:: Extracted data ::
<<<<
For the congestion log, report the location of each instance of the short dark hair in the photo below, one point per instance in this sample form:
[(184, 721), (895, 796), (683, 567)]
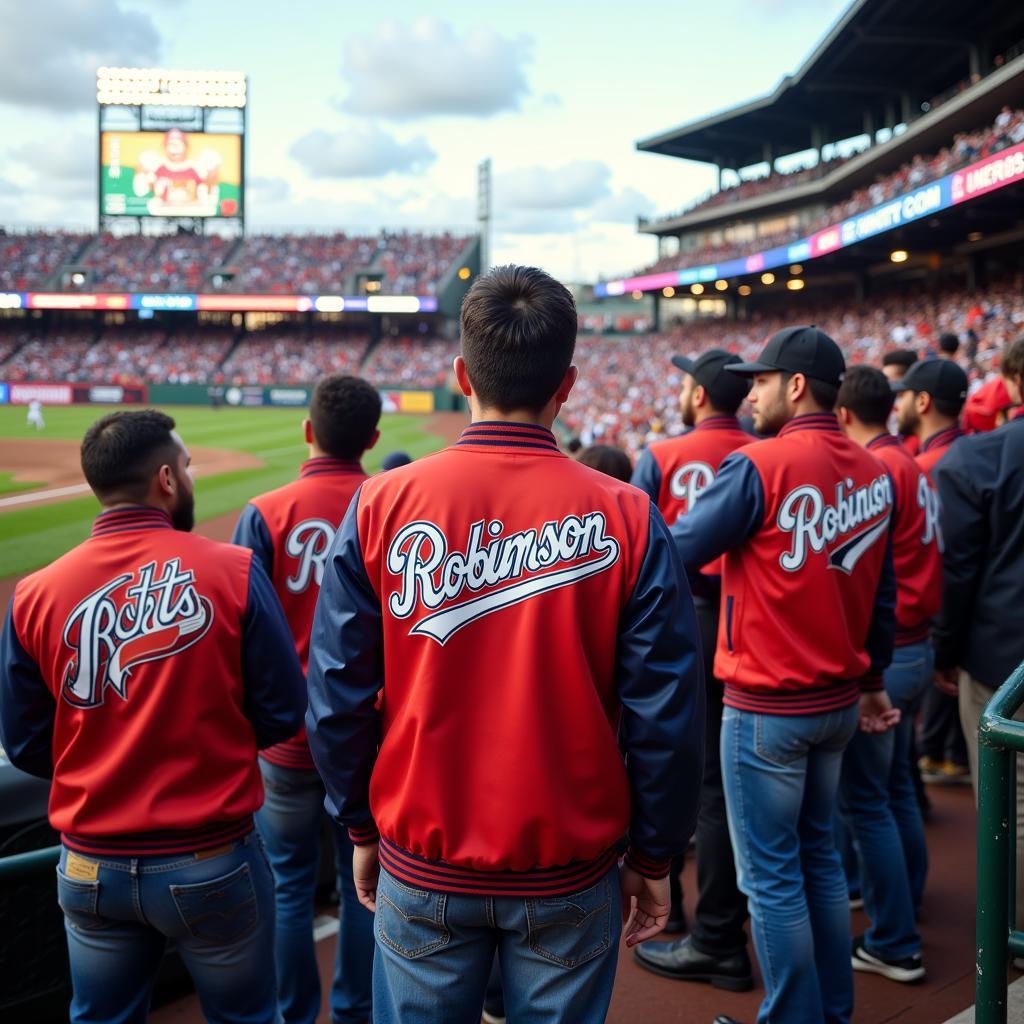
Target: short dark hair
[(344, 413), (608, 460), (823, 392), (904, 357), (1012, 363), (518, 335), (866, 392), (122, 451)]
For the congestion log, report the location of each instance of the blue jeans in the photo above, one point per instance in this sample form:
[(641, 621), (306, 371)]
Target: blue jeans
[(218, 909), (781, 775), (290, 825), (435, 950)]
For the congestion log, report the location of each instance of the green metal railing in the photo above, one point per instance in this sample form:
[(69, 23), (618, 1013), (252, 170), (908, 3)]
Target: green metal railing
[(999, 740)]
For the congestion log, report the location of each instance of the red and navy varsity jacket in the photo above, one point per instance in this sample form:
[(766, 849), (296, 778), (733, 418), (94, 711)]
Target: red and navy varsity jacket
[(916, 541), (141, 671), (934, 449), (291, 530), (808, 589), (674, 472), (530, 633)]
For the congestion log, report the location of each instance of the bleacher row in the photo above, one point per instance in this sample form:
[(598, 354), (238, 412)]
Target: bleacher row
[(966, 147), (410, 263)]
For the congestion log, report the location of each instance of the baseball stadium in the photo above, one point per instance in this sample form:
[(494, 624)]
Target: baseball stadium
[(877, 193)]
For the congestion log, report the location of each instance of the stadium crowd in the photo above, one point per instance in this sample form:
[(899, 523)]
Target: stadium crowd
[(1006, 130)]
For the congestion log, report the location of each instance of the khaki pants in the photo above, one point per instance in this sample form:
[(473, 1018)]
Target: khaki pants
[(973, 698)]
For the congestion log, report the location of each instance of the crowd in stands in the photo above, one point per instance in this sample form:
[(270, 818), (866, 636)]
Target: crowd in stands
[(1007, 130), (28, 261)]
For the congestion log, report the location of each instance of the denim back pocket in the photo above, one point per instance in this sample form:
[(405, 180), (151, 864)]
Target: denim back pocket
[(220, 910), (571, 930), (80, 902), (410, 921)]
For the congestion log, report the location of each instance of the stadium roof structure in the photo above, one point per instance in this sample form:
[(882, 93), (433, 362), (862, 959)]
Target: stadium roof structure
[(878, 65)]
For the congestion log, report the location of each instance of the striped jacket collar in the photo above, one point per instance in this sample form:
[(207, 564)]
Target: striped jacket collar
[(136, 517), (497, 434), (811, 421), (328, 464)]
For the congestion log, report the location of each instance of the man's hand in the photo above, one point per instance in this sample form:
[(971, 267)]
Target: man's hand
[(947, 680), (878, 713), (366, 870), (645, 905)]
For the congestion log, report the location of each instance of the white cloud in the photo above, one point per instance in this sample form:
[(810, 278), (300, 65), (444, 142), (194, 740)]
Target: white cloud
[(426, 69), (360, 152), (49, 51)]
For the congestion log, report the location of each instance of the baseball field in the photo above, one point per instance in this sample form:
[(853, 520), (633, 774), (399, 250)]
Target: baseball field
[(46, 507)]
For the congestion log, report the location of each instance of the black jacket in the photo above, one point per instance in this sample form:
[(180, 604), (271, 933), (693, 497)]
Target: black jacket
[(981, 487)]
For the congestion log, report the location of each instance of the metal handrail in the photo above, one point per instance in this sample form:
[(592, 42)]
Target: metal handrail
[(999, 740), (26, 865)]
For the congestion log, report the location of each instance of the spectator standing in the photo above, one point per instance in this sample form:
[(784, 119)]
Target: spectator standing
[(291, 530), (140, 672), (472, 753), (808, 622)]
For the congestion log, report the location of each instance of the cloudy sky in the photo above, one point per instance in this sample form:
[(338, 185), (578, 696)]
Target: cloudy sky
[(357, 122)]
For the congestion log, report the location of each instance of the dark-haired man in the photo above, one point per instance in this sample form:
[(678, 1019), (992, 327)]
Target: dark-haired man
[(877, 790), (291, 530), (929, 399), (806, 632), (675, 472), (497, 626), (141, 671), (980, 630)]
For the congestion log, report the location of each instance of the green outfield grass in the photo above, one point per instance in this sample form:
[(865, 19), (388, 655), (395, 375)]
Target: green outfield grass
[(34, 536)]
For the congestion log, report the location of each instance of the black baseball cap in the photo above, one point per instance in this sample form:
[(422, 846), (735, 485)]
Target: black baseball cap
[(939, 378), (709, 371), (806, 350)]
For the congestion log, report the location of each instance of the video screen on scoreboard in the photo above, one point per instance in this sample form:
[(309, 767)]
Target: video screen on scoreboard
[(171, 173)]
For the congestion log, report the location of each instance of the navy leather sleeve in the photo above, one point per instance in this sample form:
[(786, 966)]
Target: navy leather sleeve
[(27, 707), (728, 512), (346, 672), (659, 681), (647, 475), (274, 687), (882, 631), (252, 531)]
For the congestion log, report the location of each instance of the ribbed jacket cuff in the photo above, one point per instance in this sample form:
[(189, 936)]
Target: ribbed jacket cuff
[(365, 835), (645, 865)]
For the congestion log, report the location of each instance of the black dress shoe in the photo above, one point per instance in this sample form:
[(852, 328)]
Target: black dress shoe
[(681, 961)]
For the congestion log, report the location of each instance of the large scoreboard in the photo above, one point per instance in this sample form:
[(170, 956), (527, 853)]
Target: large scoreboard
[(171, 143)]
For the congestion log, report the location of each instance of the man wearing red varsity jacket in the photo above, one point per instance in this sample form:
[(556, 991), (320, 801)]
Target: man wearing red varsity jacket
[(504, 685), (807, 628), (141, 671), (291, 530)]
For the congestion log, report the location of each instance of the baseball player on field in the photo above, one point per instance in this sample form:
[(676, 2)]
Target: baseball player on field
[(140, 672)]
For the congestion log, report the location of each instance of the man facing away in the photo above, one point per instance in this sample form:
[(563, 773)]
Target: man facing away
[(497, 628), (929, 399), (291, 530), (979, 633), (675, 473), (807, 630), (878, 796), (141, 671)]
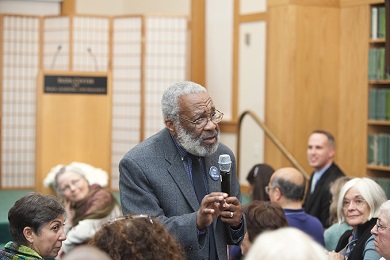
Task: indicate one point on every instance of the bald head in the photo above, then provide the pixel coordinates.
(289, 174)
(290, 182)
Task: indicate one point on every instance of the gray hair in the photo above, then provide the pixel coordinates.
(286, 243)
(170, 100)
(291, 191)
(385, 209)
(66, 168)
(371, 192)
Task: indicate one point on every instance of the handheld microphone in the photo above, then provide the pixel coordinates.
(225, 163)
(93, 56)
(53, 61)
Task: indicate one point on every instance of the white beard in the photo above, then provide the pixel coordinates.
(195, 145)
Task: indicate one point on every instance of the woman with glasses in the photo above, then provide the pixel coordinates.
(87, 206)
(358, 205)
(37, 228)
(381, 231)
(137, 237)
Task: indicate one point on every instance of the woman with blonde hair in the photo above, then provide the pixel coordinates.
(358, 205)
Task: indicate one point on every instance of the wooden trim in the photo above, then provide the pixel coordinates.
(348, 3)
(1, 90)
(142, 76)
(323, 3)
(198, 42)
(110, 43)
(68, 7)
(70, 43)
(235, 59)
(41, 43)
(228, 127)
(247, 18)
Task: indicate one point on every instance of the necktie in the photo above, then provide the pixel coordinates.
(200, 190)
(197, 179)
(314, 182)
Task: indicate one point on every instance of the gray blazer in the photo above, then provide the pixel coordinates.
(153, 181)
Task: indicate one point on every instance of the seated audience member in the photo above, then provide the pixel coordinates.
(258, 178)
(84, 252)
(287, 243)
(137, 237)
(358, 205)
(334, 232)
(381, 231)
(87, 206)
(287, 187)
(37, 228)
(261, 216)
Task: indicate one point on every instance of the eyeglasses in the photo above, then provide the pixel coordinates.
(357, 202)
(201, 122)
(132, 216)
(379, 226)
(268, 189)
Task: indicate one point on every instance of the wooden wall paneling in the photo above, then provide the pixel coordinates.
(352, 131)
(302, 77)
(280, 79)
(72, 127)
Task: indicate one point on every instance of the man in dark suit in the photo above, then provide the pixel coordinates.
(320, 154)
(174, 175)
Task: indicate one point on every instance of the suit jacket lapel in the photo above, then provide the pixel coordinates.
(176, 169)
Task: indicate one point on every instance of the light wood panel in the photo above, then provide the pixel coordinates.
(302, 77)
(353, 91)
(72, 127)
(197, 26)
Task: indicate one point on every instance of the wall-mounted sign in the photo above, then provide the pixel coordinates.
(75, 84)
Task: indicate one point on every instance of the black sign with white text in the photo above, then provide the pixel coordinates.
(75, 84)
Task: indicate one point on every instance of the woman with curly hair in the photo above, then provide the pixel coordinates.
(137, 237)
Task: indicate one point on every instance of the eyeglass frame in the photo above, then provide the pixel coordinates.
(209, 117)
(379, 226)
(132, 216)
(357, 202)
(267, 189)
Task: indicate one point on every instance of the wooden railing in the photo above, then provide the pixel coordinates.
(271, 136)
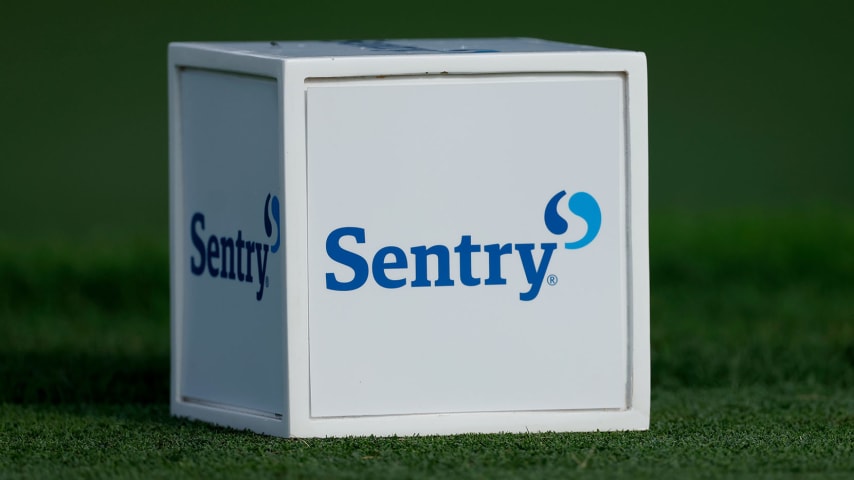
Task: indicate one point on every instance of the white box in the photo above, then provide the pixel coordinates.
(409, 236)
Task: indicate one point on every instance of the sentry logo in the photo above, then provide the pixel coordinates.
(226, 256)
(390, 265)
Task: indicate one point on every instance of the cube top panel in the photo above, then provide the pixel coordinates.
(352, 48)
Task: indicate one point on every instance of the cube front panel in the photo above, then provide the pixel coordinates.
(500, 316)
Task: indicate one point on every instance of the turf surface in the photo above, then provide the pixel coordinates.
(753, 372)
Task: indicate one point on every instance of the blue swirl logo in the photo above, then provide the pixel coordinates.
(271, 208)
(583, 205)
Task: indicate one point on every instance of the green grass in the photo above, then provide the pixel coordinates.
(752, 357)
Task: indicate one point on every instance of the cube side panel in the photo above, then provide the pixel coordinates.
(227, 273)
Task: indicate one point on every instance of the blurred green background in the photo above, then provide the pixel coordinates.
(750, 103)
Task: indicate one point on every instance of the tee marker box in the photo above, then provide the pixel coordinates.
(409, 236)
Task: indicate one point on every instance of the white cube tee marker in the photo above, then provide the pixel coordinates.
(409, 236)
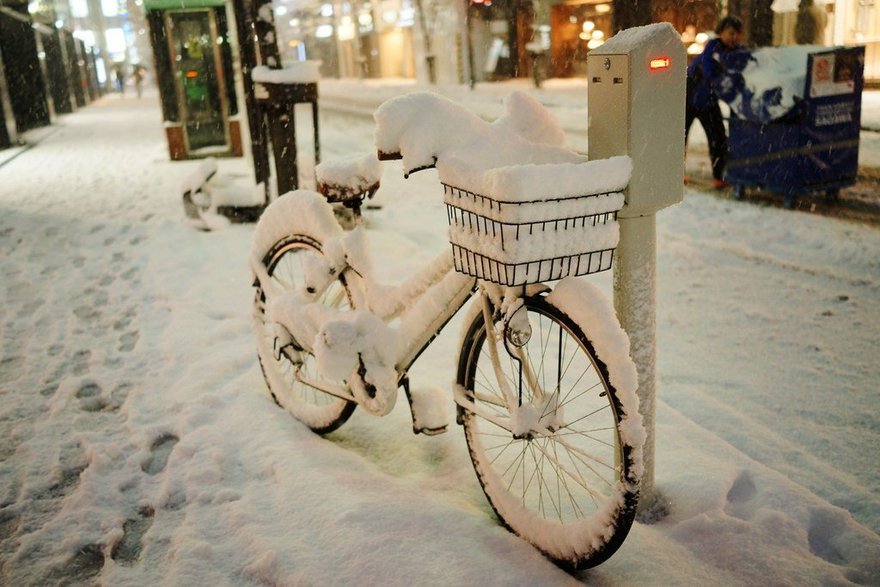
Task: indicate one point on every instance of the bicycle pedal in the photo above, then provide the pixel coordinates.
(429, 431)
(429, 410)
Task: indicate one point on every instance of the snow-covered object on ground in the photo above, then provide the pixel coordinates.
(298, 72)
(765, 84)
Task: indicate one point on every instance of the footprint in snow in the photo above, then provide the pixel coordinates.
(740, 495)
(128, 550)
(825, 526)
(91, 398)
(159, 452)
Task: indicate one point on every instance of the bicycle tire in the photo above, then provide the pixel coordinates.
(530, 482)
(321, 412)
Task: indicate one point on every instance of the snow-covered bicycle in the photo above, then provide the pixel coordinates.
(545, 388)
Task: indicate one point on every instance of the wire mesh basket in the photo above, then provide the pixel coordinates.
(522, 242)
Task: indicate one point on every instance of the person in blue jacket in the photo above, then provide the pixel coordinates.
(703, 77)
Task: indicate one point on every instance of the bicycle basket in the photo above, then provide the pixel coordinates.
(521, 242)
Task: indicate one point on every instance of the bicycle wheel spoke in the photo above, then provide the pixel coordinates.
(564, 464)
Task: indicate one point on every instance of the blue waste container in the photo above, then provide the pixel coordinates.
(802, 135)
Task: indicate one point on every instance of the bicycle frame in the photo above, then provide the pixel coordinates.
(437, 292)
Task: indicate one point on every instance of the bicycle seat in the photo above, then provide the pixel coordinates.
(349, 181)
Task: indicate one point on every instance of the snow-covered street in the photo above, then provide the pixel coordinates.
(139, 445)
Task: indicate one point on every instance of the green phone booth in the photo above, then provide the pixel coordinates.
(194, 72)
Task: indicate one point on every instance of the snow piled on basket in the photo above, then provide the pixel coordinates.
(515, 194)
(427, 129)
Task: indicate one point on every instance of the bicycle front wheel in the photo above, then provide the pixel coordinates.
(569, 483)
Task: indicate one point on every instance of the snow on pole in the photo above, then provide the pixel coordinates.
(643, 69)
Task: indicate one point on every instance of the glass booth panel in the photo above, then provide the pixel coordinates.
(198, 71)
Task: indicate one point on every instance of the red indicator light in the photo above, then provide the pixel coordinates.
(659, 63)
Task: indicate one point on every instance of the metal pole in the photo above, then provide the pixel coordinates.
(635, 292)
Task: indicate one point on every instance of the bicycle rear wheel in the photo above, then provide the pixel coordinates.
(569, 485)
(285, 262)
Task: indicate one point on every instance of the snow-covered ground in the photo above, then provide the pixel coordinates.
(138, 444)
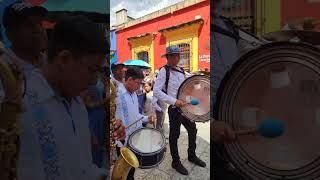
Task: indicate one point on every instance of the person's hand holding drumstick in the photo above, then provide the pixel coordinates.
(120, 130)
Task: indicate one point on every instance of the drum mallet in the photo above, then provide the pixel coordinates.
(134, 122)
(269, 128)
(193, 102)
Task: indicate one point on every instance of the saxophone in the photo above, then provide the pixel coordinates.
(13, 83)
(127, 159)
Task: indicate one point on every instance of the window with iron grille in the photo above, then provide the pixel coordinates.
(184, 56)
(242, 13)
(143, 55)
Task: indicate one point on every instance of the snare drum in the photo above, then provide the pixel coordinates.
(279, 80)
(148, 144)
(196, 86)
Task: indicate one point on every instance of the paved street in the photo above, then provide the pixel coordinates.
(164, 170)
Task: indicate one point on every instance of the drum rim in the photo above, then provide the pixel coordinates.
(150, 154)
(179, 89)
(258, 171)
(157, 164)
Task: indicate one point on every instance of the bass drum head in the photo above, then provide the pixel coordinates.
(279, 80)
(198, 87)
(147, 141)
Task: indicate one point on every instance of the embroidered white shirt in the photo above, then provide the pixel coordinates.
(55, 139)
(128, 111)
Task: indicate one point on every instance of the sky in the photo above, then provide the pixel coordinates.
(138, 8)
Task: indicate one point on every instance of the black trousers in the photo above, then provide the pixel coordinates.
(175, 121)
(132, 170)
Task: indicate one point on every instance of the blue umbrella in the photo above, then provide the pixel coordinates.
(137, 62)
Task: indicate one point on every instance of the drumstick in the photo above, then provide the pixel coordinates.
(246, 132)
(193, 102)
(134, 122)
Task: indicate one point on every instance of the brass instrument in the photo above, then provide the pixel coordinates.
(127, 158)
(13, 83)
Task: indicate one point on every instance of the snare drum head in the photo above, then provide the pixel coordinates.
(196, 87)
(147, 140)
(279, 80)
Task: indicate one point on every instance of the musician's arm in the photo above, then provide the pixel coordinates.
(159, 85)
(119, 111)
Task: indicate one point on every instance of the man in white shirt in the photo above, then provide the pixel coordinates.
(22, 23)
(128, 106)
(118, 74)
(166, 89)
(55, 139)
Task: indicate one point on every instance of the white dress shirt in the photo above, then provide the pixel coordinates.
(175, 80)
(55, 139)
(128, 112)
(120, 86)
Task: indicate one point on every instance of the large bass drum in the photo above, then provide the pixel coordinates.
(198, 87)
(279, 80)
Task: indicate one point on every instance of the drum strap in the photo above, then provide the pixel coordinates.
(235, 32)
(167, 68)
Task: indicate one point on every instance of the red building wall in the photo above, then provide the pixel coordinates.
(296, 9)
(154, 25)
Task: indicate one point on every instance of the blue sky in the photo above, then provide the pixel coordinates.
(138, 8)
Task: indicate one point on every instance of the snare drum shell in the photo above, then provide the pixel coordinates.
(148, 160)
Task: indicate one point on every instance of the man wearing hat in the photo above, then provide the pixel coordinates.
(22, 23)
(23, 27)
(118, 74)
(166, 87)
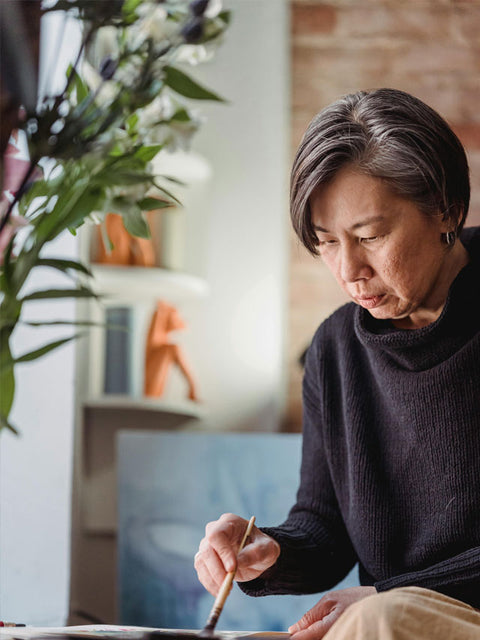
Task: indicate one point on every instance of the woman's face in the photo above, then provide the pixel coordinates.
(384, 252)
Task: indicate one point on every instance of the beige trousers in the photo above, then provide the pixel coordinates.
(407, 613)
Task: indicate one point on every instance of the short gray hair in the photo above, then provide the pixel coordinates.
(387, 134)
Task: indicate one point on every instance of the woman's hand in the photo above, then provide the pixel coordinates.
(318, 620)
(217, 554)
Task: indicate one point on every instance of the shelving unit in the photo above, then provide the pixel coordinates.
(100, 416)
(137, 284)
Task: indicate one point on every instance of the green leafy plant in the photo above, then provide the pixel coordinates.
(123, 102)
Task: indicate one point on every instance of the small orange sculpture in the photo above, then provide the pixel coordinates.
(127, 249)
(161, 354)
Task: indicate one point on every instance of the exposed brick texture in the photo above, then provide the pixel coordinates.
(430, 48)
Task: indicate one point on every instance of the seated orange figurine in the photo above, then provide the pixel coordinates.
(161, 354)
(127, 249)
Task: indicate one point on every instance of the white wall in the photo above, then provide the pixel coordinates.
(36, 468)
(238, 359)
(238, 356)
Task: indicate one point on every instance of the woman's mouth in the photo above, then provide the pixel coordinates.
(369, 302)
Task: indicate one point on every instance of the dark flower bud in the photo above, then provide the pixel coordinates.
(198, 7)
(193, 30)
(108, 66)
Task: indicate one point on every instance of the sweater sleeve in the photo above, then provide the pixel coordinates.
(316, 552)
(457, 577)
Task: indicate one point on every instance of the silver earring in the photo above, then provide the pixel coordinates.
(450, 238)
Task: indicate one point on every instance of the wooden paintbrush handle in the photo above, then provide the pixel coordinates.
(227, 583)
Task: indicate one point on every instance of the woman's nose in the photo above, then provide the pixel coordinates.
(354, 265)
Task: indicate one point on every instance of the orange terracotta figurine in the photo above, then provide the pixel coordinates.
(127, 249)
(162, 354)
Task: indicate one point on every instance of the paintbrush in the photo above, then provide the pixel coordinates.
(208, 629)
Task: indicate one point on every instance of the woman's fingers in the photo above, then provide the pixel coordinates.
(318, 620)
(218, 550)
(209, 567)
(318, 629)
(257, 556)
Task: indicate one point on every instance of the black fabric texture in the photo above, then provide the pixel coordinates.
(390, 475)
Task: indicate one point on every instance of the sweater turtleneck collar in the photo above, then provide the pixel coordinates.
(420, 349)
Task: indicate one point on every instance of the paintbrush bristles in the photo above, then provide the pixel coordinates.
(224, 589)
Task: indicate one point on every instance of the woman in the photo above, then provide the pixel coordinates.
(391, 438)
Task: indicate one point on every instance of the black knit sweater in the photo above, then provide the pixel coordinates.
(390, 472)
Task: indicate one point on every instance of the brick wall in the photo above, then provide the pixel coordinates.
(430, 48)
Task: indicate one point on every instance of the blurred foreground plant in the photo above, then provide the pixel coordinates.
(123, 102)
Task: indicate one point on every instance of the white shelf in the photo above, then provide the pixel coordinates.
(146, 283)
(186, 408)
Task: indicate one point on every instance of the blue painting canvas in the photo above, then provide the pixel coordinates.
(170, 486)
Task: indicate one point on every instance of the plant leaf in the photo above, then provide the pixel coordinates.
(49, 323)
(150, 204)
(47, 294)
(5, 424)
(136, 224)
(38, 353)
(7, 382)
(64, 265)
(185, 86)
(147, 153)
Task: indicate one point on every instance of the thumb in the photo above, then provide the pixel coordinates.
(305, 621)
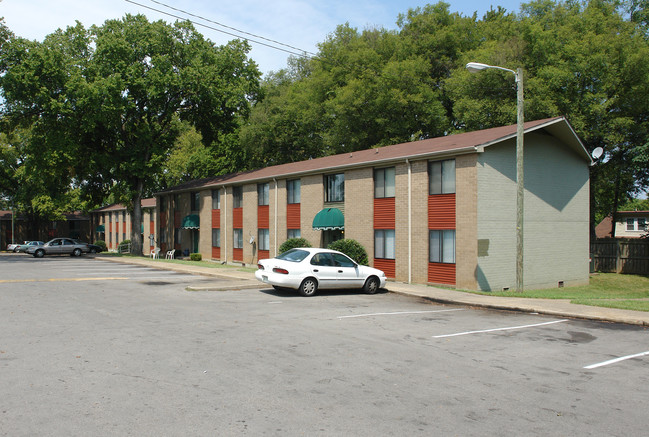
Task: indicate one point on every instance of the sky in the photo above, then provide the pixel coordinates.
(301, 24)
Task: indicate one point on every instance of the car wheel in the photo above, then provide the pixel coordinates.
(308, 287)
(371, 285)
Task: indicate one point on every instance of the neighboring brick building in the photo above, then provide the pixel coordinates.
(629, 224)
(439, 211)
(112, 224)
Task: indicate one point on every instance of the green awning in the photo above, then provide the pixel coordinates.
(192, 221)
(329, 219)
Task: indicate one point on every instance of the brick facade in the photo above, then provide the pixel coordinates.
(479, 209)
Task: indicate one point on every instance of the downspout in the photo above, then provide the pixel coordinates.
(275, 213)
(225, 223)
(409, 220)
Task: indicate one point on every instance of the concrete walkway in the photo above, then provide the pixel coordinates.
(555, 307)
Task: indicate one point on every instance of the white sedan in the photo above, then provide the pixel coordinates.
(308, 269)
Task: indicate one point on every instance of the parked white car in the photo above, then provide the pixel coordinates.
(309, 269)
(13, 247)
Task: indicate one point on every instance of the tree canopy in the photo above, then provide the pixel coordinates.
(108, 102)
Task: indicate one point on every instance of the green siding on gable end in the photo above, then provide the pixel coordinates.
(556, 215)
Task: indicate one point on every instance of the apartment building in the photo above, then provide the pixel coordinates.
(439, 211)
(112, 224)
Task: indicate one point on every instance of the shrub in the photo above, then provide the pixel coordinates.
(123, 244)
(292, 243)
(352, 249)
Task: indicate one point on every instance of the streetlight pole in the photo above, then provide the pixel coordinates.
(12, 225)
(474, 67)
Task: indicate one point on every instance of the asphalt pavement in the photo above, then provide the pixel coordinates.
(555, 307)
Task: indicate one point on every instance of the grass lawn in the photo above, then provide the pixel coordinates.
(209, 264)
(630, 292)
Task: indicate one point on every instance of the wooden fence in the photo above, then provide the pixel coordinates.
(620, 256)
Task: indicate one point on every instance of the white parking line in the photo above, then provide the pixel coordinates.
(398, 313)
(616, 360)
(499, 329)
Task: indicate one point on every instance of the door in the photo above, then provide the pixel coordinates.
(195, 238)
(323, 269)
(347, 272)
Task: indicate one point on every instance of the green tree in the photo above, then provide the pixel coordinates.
>>>>
:: What you have to do ::
Leaving out every picture, repeat exactly the lines of the records from the start through the line that has "the baseball stadium".

:: Response to this task ::
For the congestion log, report the location of each instance of the short dark hair in the photo below, one point per instance in this sample form:
[(184, 721), (895, 796), (683, 567)]
Target: short dark hair
[(344, 413), (608, 460), (823, 392), (904, 357), (1012, 363), (518, 335), (866, 392), (122, 451)]
For the congestion log, report the location of each instance of the blue jeans in the photo above, one point per instance in this sample form:
[(641, 621), (306, 371)]
Target: blue jeans
[(218, 909), (781, 775), (290, 825), (435, 950)]
For the congestion log, report the location of each instance of the green metal railing in the photo above, one point per instance in this sample form:
[(69, 23), (618, 1013), (252, 170), (908, 3)]
Target: green metal railing
[(999, 740)]
For the congestion log, report the location of each instance of the red and navy varsity jacket in the photo above, one point per instance in this sample form:
[(766, 849), (296, 778), (733, 418), (94, 711)]
Target: red and navy varsity jacket
[(916, 541), (141, 671), (934, 449), (291, 530), (808, 589), (674, 472), (530, 633)]
For the congestion log, report the location of each instance of the bleacher row in the photo above, one point per instance in this sample form:
[(598, 354), (238, 412)]
Target: bleacher row
[(966, 147), (410, 263)]
For the congestion log, report the location of each instance of the baseball stadium in the photo above, one point per instance in this sample form:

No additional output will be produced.